(Data from a point labeling set)
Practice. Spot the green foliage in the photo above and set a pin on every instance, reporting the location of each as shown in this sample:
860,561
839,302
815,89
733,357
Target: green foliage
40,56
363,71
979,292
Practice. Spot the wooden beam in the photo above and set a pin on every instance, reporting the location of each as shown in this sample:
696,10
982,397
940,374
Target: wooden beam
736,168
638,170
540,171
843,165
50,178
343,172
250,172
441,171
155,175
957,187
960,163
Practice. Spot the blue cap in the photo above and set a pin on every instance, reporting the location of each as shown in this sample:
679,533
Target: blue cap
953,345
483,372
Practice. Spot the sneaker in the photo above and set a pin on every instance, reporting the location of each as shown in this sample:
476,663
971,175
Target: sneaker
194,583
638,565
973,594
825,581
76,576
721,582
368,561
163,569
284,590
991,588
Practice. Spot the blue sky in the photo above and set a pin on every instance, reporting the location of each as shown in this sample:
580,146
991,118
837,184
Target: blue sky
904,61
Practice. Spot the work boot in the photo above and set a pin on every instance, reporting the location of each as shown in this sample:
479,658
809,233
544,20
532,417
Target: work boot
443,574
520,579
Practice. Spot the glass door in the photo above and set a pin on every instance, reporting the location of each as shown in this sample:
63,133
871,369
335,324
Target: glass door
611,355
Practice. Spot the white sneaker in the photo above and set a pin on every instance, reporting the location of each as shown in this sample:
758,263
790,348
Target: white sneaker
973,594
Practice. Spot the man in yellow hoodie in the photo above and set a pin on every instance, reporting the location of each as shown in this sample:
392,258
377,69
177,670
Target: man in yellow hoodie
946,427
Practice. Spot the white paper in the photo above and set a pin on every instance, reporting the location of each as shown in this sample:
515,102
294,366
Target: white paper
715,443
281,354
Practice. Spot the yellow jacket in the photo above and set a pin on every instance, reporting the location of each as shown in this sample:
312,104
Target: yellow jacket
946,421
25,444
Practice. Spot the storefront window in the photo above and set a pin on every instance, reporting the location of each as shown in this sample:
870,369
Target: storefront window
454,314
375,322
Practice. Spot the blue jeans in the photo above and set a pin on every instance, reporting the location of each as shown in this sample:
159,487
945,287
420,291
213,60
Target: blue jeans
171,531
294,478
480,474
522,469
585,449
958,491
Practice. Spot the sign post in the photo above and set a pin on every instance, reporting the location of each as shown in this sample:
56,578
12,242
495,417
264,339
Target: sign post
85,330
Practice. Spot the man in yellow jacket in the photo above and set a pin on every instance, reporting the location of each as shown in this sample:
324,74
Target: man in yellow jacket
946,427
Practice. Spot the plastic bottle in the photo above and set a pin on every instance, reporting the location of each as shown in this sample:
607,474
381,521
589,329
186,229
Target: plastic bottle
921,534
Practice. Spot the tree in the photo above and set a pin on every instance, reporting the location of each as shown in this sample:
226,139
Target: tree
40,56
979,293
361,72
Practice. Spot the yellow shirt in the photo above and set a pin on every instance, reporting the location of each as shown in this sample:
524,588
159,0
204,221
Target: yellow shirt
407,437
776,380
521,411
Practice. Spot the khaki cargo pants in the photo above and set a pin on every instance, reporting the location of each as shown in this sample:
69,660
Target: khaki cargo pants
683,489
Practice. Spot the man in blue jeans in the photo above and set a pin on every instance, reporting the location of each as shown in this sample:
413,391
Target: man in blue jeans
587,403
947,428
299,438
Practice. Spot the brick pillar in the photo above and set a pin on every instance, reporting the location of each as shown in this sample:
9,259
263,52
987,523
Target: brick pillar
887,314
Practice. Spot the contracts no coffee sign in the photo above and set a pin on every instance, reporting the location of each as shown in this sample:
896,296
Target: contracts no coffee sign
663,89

=== What to produce ===
Write out the data word for word, starting at the line that contains "Practice. Spot the man in blue" and continuing through the end of the data, with both ends included.

=== Response ===
Practice. Spot the man in blue jeans in the photo above and set a pin on every instance, reporting the location of each as shown in this sample:
413,391
Target: man in blue jeans
587,403
947,428
299,438
Practice. Spot the brick pillar in the photo above and set a pin on every instance, reporting the location of each as shown in this sample:
9,259
263,52
987,523
Target: brick pillar
887,314
Practice. Spot the contracts no coffee sign in the photo above and set a pin on every instance, reporting the location of each as shown in this sample:
896,296
Target: contracts no coffee sign
663,89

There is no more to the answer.